• _EXERCISE DIRECTIONS_: What does the bug thread say section 4.3.3 of the XML 1.0 specification permits for entities encoded in UTF-8?

• _SOURCE EXCERPT_:
This is an archived snapshot of W3C's public bugzilla bug tracker, decommissioned in April 2019. Please see the home page for more details.
A few files in ExpectedTestResults start out with "Byte Order Mark" U+FEFF. For example: ExpectedTestResults/Expressions/FLWORExpr/ForExprType/ForExprType056.xml I'm no Unicode expert, but this seems wrong. Byte Order Mark only makes sense in UTF-16 to distinguish big-endian from little-endian. It does not belong in UTF-8, which these files are. Of course it's easy to just ignore the initial Byte Order mark, but I wanted to at least put this bug report on the record. ForExprType036.xml ForExprType055.xml ForExprType056.xml ForExprType058.xml ForExprType059.txt ForExprType060.txt ForExprType062.xml
The XML 1.0 specification (section 4.3.3) states that entities encoded in UTF-8 may begin with a byte order mark and that XML parsers must handle this. However, this was a late change to the spec and many older parsers don't like it. I'd suggest you find a more recent parser.

[Excerpts from a pointing dataset]
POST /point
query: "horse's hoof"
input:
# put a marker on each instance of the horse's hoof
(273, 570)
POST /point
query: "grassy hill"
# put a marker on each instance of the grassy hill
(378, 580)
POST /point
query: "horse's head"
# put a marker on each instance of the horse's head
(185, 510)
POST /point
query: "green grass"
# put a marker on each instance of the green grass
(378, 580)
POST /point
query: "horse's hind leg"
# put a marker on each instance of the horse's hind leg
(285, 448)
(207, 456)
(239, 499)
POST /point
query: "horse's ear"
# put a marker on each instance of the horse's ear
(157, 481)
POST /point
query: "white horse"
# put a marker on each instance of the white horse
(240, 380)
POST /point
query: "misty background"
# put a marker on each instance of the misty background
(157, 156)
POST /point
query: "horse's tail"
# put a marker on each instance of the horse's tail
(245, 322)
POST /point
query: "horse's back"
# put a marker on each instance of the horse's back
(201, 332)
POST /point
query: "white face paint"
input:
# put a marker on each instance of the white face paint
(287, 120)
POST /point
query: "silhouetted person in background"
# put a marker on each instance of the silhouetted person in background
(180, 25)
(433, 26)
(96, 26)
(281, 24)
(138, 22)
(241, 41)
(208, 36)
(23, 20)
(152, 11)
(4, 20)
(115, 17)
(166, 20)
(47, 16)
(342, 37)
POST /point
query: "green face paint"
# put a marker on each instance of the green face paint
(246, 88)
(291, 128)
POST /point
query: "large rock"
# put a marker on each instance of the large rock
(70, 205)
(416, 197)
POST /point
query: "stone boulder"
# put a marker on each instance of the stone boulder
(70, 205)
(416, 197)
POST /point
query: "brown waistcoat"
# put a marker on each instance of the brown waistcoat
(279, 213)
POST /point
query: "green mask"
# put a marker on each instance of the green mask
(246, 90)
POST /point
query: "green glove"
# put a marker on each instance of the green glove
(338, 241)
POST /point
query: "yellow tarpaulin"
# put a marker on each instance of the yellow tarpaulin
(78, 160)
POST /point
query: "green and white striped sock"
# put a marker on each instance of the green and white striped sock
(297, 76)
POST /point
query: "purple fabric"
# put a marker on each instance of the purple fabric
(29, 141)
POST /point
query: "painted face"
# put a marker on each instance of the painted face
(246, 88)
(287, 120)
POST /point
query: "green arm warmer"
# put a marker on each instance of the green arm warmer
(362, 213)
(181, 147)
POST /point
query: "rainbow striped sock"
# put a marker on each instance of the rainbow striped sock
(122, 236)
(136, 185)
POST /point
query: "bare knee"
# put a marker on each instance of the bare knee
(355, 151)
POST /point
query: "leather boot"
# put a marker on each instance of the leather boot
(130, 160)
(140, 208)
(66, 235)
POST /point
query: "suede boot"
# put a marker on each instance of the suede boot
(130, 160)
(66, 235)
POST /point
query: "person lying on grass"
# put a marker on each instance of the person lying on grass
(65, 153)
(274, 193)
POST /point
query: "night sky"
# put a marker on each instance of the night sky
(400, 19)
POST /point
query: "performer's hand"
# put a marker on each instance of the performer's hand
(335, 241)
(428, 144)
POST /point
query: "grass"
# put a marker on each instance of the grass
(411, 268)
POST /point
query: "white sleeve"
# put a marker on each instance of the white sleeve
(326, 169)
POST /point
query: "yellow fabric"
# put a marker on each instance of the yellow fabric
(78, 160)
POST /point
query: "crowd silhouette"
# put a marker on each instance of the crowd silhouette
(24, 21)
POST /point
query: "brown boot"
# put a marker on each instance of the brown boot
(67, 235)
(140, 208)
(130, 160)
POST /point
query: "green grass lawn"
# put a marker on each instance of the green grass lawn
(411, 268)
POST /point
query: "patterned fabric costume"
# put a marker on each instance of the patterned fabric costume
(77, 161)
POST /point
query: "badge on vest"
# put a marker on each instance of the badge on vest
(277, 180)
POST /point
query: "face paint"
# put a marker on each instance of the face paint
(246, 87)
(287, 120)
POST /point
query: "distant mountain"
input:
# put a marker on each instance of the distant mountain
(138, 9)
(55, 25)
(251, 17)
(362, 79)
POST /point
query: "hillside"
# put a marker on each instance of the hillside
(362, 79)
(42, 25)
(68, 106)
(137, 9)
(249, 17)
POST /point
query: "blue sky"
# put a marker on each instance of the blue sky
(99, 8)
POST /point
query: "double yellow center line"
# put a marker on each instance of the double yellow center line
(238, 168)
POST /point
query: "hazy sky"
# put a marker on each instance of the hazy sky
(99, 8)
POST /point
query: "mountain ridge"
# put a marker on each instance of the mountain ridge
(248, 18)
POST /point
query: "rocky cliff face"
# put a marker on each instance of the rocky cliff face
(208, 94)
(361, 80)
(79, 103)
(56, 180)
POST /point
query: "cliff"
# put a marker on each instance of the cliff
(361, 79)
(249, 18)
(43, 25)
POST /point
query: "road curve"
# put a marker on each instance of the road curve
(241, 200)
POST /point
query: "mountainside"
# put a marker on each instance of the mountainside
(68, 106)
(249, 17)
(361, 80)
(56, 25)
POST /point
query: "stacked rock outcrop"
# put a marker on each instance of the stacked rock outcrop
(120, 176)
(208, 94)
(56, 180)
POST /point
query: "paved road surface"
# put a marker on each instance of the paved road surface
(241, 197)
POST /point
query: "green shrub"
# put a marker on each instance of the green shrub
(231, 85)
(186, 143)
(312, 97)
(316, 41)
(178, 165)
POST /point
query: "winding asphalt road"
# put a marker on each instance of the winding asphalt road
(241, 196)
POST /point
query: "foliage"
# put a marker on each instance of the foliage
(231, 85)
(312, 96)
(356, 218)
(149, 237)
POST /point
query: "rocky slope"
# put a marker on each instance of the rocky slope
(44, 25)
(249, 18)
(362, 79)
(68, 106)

• _EXERCISE RESPONSE_: They may begin with a byte order mark, and XML parsers must handle this.